**Exercise task:**
Your job is to restate each entry word for word.

▼▼▼

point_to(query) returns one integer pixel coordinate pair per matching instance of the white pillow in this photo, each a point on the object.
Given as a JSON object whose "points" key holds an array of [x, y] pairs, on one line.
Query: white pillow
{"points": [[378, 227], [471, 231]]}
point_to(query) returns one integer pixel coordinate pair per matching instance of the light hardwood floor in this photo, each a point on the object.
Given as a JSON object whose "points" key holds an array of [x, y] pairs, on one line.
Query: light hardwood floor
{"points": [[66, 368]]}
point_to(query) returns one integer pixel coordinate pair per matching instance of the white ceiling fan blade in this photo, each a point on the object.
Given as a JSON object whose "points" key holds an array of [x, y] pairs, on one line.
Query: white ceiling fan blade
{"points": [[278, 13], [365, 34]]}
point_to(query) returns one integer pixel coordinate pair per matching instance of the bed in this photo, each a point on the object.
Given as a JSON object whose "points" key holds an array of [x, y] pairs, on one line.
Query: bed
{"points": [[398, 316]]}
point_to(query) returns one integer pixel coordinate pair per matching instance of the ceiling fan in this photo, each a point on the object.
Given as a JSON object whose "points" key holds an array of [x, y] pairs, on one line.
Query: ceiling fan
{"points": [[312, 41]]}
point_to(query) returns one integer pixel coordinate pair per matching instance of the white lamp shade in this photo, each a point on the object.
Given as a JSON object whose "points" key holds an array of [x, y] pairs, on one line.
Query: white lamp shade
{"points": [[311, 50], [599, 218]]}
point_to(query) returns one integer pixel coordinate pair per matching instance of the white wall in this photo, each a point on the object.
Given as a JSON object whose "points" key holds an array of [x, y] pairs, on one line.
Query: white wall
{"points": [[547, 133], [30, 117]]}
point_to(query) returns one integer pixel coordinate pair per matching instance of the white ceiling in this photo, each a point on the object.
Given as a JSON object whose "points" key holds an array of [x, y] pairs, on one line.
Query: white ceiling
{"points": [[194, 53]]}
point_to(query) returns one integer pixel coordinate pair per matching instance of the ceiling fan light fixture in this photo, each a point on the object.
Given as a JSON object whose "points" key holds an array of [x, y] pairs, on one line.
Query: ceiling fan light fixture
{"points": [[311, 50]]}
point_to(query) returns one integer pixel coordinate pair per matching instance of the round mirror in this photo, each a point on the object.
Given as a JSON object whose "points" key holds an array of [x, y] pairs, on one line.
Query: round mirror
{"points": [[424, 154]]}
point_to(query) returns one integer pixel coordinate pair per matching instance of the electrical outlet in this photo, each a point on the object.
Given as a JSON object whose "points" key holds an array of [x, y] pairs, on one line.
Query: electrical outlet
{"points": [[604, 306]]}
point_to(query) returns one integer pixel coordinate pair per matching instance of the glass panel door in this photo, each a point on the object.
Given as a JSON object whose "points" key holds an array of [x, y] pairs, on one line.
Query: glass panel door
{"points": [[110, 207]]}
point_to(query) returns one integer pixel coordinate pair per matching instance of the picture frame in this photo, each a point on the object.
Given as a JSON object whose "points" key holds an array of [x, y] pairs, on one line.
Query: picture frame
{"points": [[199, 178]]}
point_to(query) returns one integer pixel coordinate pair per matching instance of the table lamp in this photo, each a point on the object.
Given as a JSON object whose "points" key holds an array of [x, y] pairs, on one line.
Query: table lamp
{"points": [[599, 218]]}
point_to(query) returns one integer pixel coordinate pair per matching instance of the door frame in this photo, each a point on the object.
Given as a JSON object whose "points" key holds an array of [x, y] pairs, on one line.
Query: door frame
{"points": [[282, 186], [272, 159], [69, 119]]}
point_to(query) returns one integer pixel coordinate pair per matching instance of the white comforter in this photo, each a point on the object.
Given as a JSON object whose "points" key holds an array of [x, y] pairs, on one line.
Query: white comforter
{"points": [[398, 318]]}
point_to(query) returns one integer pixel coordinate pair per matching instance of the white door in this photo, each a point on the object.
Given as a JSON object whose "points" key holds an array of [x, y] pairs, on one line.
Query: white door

▲▲▲

**Exercise response:**
point_to(query) returns one integer pixel coordinate pair per matching instance of the white pillow in this photo, each a point on the object.
Given as a JSON object whose "points" key holds an array of [x, y] pairs, on one line.
Query: white pillow
{"points": [[378, 227], [471, 231]]}
point_to(query) returns one integer pixel coordinate pair per matching instance of the light hardwood floor in this photo, each a point on the object.
Given as a JSON object whose "points" key holds an array of [x, y] pairs, on one line.
Query: light hardwood floor
{"points": [[66, 368]]}
point_to(query) returns one integer pixel coordinate pair per matching instance of the white ceiling fan blade in this photo, each a point on the object.
Given as a JSON object whose "points" key holds an array of [x, y] pairs, on one line.
Query: white ceiling fan blade
{"points": [[278, 13], [365, 34]]}
point_to(query) returns one integer pixel coordinate pair per matching instance of the bed in this photo, each a point on the object.
Given as a JSON object whose "points" key holds an array of [x, y] pairs, on one line.
Query: bed
{"points": [[398, 316]]}
point_to(query) returns one integer pixel coordinate pair per matching instance of the ceiling fan in this photo, each a point on the object.
Given as a JSON object whose "points" key holds an array of [x, y] pairs, on one line.
Query: ceiling fan
{"points": [[312, 41]]}
point_to(query) returns one integer pixel coordinate pair per matching instance of the white lamp shade in this photo, each a point on the object.
Given as a JSON object whose "points" key holds an array of [x, y] pairs, on one line.
Query: white lamp shade
{"points": [[311, 50], [599, 218]]}
point_to(query) returns one integer pixel coordinate pair per matching instance of the white wall in this photo, each a point on the object.
Given as a JSON object whose "points" key holds an array of [x, y] pairs, on one line.
Query: white wall
{"points": [[547, 133], [30, 117]]}
point_to(query) returns one integer pixel coordinate pair per matching instance of the white ceiling in this photo, each a point on the object.
Given as a JSON object whose "points" key holds an array of [x, y] pairs, on one line.
Query: white ceiling
{"points": [[194, 53]]}
point_to(query) returns one integer pixel coordinate pair per matching instance of the ceiling fan light fixture in this photo, each a point on the object.
Given as a JSON object whose "points" key holds an array of [x, y] pairs, on one line.
Query: ceiling fan light fixture
{"points": [[311, 50]]}
point_to(query) returns one integer pixel coordinate pair per matching instance of the round mirror in this photo, each a point on the object.
Given as a JSON object whose "points" key holds an array of [x, y] pairs, on one line.
Query: round mirror
{"points": [[424, 154]]}
point_to(query) returns one integer pixel coordinate pair per matching instance of the electrical outlet in this photo, each a point on the object.
Given as a JSON object whose "points" key holds an array of [x, y] pairs, on one line.
Query: electrical outlet
{"points": [[604, 306]]}
point_to(query) returns one integer pixel coordinate pair per matching instance of the glass panel door in this photo, each a point on the object.
Given as a JSON object whose "points" key holds an array of [x, y] pairs, on one line.
Query: glass panel door
{"points": [[110, 207]]}
point_to(query) returns one integer pixel coordinate pair per matching instance of the picture frame in this photo, each a point on the object.
Given as a JSON object whose "points" key holds an array of [x, y] pairs, on one line.
Query: picture frame
{"points": [[199, 178]]}
point_to(query) returns one integer pixel coordinate pair per matching instance of the table lamp in this photo, each a point on the object.
Given as a JSON object whose "points" key holds an array of [x, y] pairs, on one line.
Query: table lamp
{"points": [[599, 218]]}
point_to(query) returns one integer pixel coordinate pair per matching instance of the door frame in this photo, each a point on the object.
Given as a JSON object whose "points" key holds an array of [x, y] pairs, on one line.
Query: door frame
{"points": [[282, 186], [272, 159], [69, 119]]}
point_to(query) returns one integer pixel coordinate pair per matching instance of the white comforter in this photo, each a point on the object.
Given as a JSON object whose "points" key holds an array of [x, y] pairs, on one line.
Query: white comforter
{"points": [[398, 318]]}
point_to(query) returns one integer pixel coordinate pair per matching instance of the white door in this photo, each a point on the object.
Given as a JSON object whose "points" key holds an array of [x, y] pairs, on one line.
Query: white door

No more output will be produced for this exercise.